Exercise | The count of lines below that include the string "forested" is the whole answer; write it alone.

*** Opening Material supplied ***

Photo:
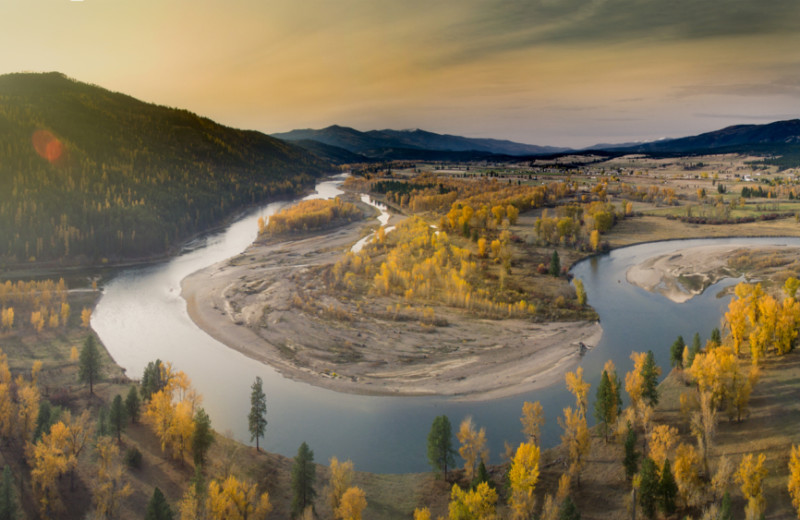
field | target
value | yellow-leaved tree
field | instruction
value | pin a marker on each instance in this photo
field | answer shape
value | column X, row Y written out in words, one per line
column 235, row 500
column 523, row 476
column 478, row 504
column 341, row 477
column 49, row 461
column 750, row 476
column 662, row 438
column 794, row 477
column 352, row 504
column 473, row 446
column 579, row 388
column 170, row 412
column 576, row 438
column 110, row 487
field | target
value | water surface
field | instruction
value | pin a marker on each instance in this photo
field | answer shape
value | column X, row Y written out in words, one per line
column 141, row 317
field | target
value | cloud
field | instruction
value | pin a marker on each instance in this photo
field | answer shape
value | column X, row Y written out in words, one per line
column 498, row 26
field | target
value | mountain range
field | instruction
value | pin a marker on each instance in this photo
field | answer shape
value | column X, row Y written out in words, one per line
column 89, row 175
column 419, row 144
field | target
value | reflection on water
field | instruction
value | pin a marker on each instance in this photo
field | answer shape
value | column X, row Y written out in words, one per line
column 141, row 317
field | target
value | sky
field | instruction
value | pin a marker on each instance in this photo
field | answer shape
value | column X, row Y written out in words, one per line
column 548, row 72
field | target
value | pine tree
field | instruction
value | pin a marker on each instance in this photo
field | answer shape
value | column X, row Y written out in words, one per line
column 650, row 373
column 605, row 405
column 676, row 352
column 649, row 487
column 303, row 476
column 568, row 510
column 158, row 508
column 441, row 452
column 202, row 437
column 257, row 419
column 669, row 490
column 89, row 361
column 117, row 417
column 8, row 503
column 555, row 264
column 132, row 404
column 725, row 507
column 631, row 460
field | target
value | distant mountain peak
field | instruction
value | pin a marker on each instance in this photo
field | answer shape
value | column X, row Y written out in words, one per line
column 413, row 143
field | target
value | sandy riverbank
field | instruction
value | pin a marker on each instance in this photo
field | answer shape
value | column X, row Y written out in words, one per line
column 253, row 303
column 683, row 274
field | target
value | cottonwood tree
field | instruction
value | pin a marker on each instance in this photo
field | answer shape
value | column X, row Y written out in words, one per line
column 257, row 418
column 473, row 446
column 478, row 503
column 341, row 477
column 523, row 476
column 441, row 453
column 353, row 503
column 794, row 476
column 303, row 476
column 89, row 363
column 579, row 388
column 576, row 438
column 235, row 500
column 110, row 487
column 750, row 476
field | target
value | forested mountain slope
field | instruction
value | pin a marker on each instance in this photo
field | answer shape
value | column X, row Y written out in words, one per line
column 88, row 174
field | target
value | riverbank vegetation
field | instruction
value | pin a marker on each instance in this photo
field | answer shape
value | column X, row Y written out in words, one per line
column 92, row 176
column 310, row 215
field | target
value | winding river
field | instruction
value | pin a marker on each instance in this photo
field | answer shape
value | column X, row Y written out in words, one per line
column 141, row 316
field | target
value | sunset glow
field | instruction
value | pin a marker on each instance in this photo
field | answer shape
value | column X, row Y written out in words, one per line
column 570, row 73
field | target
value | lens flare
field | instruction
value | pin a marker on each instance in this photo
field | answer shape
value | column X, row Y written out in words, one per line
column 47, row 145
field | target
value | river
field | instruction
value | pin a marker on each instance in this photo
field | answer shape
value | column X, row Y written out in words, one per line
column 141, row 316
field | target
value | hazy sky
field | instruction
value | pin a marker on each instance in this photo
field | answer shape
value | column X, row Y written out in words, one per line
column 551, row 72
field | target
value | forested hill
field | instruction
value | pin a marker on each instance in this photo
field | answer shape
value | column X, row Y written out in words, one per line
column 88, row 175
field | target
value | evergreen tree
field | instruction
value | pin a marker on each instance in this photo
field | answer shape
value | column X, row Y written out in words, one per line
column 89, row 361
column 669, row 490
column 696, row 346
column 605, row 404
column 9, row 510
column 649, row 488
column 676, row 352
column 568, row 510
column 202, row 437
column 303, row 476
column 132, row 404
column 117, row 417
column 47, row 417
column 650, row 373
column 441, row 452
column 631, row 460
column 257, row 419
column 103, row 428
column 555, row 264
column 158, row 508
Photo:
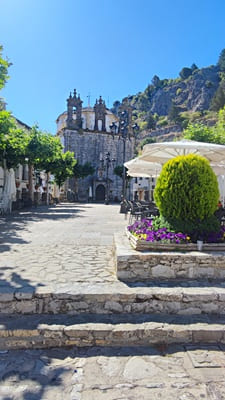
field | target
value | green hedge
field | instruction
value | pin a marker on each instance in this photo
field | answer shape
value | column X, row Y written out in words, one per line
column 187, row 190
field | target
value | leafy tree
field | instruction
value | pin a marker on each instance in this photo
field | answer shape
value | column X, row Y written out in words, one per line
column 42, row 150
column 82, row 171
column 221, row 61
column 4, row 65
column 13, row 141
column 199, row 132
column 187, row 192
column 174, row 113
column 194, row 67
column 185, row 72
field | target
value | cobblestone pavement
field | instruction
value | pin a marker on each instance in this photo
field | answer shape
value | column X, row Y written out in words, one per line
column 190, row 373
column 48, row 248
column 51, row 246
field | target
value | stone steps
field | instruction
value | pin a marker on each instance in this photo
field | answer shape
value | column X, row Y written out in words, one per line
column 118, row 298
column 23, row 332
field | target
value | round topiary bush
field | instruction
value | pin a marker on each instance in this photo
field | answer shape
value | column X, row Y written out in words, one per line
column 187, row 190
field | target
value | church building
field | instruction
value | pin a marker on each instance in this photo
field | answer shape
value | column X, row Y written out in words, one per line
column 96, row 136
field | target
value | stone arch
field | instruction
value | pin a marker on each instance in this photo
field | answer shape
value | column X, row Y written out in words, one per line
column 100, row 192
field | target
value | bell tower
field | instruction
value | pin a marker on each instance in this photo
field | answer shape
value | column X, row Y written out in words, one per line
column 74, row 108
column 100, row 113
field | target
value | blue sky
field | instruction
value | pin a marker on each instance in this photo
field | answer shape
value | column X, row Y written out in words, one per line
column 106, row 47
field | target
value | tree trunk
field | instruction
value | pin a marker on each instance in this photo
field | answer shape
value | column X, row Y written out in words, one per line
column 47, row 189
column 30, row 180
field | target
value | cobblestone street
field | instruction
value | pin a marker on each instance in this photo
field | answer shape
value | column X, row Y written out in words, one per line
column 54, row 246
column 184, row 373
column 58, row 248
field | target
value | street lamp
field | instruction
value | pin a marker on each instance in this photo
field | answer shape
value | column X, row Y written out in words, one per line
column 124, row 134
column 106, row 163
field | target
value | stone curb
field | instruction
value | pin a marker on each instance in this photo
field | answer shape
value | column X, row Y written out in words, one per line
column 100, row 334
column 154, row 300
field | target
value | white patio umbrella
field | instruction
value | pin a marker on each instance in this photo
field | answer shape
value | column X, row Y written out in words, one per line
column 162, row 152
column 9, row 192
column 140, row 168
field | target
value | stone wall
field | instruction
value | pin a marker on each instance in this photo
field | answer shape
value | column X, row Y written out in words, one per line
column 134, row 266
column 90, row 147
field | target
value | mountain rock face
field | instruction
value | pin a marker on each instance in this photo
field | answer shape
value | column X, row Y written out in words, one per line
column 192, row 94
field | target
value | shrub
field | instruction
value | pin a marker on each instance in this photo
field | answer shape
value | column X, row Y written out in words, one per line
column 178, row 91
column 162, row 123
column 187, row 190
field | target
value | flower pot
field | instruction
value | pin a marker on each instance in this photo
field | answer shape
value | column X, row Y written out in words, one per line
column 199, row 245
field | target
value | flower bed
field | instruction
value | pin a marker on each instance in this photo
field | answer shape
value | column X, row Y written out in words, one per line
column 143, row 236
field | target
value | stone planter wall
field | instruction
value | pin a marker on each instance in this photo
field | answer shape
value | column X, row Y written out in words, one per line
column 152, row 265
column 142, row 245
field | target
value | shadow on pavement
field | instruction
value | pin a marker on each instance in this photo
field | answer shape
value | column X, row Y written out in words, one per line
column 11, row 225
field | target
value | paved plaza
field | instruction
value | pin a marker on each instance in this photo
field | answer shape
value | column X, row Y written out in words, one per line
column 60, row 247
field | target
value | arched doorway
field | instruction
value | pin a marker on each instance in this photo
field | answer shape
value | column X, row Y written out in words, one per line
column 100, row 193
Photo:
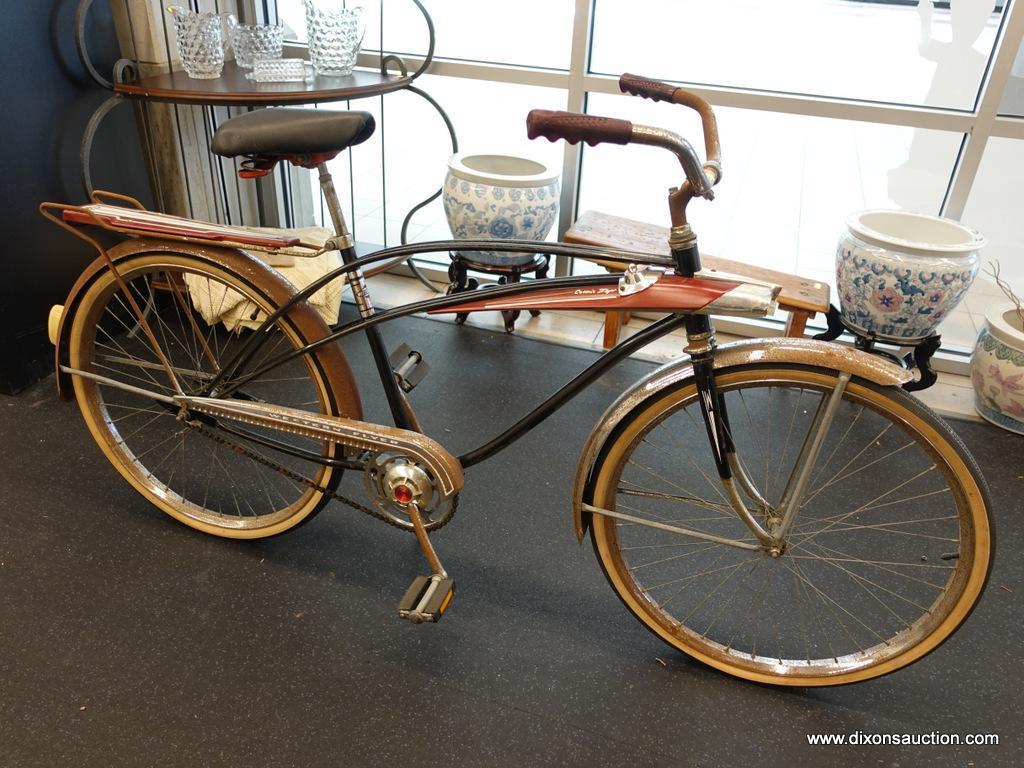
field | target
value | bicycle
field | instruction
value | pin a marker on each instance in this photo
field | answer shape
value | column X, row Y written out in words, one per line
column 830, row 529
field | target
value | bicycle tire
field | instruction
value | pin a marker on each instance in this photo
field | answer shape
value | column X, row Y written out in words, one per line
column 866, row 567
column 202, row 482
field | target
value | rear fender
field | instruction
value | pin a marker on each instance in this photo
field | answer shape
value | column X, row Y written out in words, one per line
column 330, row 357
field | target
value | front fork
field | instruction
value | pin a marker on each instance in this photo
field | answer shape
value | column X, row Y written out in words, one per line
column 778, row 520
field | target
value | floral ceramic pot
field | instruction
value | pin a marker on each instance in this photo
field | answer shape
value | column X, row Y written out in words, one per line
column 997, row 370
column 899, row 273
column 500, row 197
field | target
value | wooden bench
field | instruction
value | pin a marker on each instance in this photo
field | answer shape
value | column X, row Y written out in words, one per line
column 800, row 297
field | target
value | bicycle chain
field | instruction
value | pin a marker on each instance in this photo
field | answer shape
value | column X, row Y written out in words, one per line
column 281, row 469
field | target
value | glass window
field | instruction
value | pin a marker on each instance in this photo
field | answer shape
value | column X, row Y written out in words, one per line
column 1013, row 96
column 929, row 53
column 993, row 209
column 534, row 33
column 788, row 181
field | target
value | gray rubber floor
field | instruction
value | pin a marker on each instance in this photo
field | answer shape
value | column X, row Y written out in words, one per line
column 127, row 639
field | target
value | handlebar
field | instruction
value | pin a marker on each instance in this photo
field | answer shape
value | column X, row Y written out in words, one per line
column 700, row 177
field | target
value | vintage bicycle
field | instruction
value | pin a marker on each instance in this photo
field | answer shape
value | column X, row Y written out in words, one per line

*** Closing Material supplied ***

Answer area | 2